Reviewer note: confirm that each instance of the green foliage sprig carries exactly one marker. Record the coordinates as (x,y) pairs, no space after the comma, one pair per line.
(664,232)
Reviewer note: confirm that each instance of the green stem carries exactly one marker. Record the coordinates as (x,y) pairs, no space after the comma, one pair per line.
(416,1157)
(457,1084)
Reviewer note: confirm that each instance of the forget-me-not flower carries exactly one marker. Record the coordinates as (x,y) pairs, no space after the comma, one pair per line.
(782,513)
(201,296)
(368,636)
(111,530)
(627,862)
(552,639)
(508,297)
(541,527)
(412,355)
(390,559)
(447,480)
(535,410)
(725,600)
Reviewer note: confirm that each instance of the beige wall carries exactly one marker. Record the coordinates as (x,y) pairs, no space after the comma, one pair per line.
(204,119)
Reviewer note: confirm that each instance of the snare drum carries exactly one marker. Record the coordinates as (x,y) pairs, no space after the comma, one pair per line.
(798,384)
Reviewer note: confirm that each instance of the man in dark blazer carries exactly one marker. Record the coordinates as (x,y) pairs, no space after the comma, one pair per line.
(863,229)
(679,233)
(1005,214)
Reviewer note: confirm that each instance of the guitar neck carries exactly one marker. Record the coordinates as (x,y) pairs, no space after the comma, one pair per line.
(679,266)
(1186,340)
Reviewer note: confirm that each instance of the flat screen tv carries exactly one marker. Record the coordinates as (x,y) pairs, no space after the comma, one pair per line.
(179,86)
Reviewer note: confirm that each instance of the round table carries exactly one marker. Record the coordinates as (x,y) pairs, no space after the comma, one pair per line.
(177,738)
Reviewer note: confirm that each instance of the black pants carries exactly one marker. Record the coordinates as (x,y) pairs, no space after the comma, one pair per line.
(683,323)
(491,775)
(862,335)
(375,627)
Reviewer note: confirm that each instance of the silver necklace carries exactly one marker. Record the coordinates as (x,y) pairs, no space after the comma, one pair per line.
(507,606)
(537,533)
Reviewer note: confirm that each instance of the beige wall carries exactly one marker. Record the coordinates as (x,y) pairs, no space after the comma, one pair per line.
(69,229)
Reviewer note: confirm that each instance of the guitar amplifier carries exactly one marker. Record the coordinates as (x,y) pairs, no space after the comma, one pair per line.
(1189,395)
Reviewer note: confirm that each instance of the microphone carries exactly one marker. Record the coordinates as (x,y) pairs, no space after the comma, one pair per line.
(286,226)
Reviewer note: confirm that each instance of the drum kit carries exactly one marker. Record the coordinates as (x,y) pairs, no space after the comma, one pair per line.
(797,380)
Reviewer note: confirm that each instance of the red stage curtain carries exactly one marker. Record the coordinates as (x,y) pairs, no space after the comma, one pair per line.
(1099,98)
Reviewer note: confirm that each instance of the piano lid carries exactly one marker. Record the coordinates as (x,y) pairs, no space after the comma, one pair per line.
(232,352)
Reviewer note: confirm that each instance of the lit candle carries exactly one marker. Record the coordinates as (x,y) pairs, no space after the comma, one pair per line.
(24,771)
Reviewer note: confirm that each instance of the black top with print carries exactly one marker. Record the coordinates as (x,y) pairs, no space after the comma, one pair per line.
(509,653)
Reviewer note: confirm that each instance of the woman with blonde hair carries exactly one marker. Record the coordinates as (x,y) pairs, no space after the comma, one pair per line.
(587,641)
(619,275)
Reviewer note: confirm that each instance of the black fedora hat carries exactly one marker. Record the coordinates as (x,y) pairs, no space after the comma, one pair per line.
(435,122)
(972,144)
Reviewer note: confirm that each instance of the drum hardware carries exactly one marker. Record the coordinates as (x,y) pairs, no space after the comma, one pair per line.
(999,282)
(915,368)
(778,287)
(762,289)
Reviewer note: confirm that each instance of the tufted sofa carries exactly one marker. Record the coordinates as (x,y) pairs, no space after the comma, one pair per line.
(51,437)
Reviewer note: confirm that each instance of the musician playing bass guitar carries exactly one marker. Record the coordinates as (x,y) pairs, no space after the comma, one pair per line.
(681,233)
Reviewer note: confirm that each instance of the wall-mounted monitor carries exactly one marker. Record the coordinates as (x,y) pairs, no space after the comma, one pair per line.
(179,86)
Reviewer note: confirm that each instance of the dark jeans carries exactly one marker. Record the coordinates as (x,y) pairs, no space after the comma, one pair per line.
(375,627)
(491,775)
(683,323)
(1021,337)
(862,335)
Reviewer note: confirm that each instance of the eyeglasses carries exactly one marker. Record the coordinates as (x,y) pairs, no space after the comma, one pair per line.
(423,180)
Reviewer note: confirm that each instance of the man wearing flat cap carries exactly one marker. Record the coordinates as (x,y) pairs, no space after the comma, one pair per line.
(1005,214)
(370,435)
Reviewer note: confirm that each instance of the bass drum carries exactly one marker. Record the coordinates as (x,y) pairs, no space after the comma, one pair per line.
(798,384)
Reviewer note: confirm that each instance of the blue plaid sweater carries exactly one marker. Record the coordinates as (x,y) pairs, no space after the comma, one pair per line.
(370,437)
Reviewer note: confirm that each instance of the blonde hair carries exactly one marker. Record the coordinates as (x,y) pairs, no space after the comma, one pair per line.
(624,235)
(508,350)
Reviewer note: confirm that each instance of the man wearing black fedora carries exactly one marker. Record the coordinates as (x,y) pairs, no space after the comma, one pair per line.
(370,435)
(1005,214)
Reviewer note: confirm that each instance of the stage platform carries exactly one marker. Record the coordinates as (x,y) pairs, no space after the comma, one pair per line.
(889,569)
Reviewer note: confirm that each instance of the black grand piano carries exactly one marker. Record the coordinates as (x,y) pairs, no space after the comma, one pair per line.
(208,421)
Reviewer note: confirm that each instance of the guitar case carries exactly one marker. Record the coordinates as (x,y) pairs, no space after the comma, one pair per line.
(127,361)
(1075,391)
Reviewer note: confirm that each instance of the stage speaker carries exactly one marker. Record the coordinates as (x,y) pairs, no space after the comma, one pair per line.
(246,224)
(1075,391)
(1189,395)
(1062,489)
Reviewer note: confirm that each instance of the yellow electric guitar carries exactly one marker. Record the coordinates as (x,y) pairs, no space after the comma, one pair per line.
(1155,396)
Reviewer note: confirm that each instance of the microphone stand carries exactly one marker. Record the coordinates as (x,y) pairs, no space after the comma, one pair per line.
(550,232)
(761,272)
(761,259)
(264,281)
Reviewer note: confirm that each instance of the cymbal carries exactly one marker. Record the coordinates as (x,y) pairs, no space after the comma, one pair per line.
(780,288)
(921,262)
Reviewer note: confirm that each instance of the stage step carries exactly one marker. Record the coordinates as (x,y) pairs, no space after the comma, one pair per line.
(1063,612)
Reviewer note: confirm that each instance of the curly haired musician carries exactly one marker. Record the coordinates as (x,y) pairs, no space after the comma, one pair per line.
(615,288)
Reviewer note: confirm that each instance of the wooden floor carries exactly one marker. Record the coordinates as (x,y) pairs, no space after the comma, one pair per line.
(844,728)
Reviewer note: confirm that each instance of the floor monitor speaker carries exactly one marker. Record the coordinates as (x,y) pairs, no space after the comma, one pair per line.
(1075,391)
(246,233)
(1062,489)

EXERCISE DIRECTIONS
Produce an exact copy of every entry above.

THE RESULT
Reviewer note: confirm that each instance of the green foliage sprig carries exactly one marker. Record the coordinates as (x,y) pairs, no space after the comma, one pair per line.
(664,232)
Reviewer note: confirm that each instance of the green stem carries exactly one marker. Record the coordinates as (x,y) pairs, no space after the comma, one pair per line.
(416,1157)
(457,1084)
Reviewer note: confirm that each instance of the forget-me-not flower carries exactly one marker. Record the coordinates as (x,y) pairs, no space after the comma, one pair per line.
(782,513)
(201,296)
(368,636)
(111,530)
(627,862)
(552,639)
(508,297)
(541,527)
(412,355)
(390,559)
(447,480)
(535,410)
(725,600)
Reviewer note: confirm that each instance of the beige wall carries exactly one marker. Record the coordinates as (x,y) pairs, no space after the comma, one pair per line.
(204,119)
Reviewer note: confirm that each instance of the snare drum carries exactly one marker. Record the coordinates as (x,y) pairs, no space after the comma, one pair per line.
(798,384)
Reviewer note: confirm that each instance of the man in dark blazer carries exactly one marker. Record the coordinates as (x,y) pairs, no space after the comma, one pair per line.
(863,229)
(679,233)
(1005,214)
Reviewer note: confirm that each instance of the guitar neck carries exactly one marker. Record the coordinates as (x,y) pairs, no space after the comma, one pair per line.
(679,266)
(1186,340)
Reviewer note: confirm that each instance of the flat screen tv carries exactly one marker. Record the coordinates as (x,y) pairs, no space after the comma, one pair per line.
(179,86)
Reviewer note: confirm that each instance of the round table carries exactly one marker. Record the coordinates as (x,y) pairs, no space after the comma, one pair per line.
(177,738)
Reviewer note: confirm that each instance of the black pants carries exactly one marker. Record the coordinates as (x,y) pairs, no space after the comma, one pair per line.
(683,323)
(491,775)
(862,335)
(375,627)
Reviewer note: confirm that each instance of the silver necklace carries exactly one marker. Record the coordinates as (x,y) pairs, no space after the comma, one pair per line.
(507,606)
(537,533)
Reviewer note: confirm that each instance of the beige wall carries exactly one marker. Record the coordinates as (x,y) pairs, no space after the comma, one pair per line.
(69,229)
Reviewer note: confirm that each instance of the guitar amplifier carries exactly one marker. Record the coordinates as (x,y) pairs, no space after the comma, one pair per line.
(1189,395)
Reviewer note: confirm that each instance of the microphone carries exactly one marker. Record the coordinates as (x,y) pairs, no space after the comma, one pair per line.
(286,226)
Reviewer note: confirm that each instance of the drum kit carries exactly one marker. Record the coordinates as (x,y) pairs, no space after the comma, one pair per line.
(797,380)
Reviewer note: confirm that each instance of the red stage curtain carries exactly one marker. Record the coordinates as (x,y) pairs, no space after the comma, one pair per line.
(1099,98)
Reviewer note: confirm that each instance of the piano lid carries exactly one marker. Record the coordinates as (x,y) pairs, no space after the comma, one pair per line.
(232,352)
Reviewer note: confirm that each instance of the lit candle carries exactly one marker. Record the coordinates as (x,y) pairs, no space after the comma, one pair per line.
(24,771)
Reviewer note: confirm that each instance of the black top with print carries exactly one marker. Record the coordinates as (x,y) pairs, no space after the comma, one pair per line.
(509,653)
Reviewer note: confirm that each instance of the woman with blonde hair carries exactly one marker. Record the coordinates as (x,y) pairs, no space after the comma, one pair per line.
(587,641)
(619,275)
Reviewer note: confirm that each instance of the black fedora hat carries exactly one marker. Record the coordinates as (x,y) pairs, no space after the comma, one pair per line.
(435,122)
(972,144)
Reviewer note: confirm that each instance of the drum hardware carries exactly one marker. Record the coordinates as (x,y) pairs, no space after the comma, one pair per line.
(999,282)
(915,368)
(778,287)
(762,289)
Reviewer note: confirm that each instance of the tufted sofa carries exactly one marker. Record the coordinates as (x,y) pairs, no space after the comma, one pair per line.
(51,437)
Reviewer note: confirm that each instance of the musician playing bass guitar carries exactly one marker. Record the coordinates as (x,y) pairs, no space after the comma, one pair per line.
(681,233)
Reviewer note: confirm that each instance of the wall-mounted monitor carries exactly one marker. Record the coordinates as (x,y) pairs, no space after the comma, one pair per line.
(179,86)
Reviewer note: confirm that each instance of the dark jeans carries exactly one marker. Record the coordinates as (x,y) pairs, no space after the comma, one pair per line.
(375,627)
(491,775)
(683,323)
(1021,337)
(862,335)
Reviewer note: confirm that each instance of the eyeglasses carries exactly one marker. Record the coordinates as (x,y) pairs, no space after the comma, one pair per line.
(423,180)
Reviewer note: confirm that each instance of the man wearing flat cap carries exactly one marker. Record the coordinates as (x,y) pairs, no space after the comma, one pair per line.
(1005,214)
(370,435)
Reviewer note: confirm that each instance of the bass drum carries exactly one marker. Record the coordinates as (x,y) pairs, no space after the comma, one pair per line.
(798,384)
Reviewer note: confirm that each instance of the blue plaid sweater carries exactly one marker. Record the coordinates as (x,y) pairs, no space after the comma, one pair per line.
(370,437)
Reviewer note: confirm that each instance of the blonde hair carries exactly one marker. Record the coordinates as (x,y) pairs, no space after the comma, one pair per line.
(624,235)
(508,350)
Reviewer note: confirm that each instance of the man wearing black fedora carries exactly one marker. Record the coordinates as (x,y) pairs, no space after the comma, one pair per line.
(370,435)
(1005,214)
Reviewer note: confirm that each instance of the stage platform carries exactly one marker. Record the coordinates as (x,y) pairs, no space after the comma, one pair per line.
(889,569)
Reviewer note: confirm that each instance of the black grand piano carries exactly one marker. Record the coordinates as (x,y) pairs, no space after the comma, one pair per line.
(208,421)
Reviewer note: confirm that each instance of the guitar case carries exactly one marker. Record the coordinates as (x,y) pairs, no space after the comma, one pair per line.
(127,361)
(1075,391)
Reviewer note: confirm that each instance of the stage speaker carries exactly one marker. Record the coordinates as (x,y) pairs, no space after the comma, one pair per line.
(246,224)
(1075,391)
(1189,395)
(1062,489)
Reviewer note: confirm that each instance of the yellow electric guitar carries exactly one marker. Record the coordinates as (x,y) pairs, no space after the comma, one pair per line.
(1155,396)
Reviewer note: confirm that each instance of the microphone stand carries exactly one marker. Record the coordinates as (x,y) pairs, no space after the comma, one pair per line.
(550,232)
(761,272)
(761,259)
(264,281)
Reviewer note: confirm that each instance of the cymbal carries exactly one marker. Record the coordinates as (x,y) pairs, no space after the comma, one pair per line.
(780,288)
(921,262)
Reviewer note: confirm that each instance of the stage step carries exactly one marker. Record the coordinates as (x,y) pairs, no space after the comma, one pair per line.
(1063,612)
Reviewer note: confirm that each instance of the curly haired musician carries exactly one marker. Record the coordinates as (x,y) pairs, no space after the comma, one pair per line.
(615,288)
Reviewer note: confirm that each instance of the wooden floor carries exactly one marker. Record the coordinates as (x,y) pairs, no space after the comma, one pair per line.
(844,728)
Reviewer note: confirm that each instance of the floor monitor speaker carries exactly one marker. Record the coordinates as (x,y) pairs, no space after the comma, one pair per line.
(1075,391)
(246,233)
(1062,489)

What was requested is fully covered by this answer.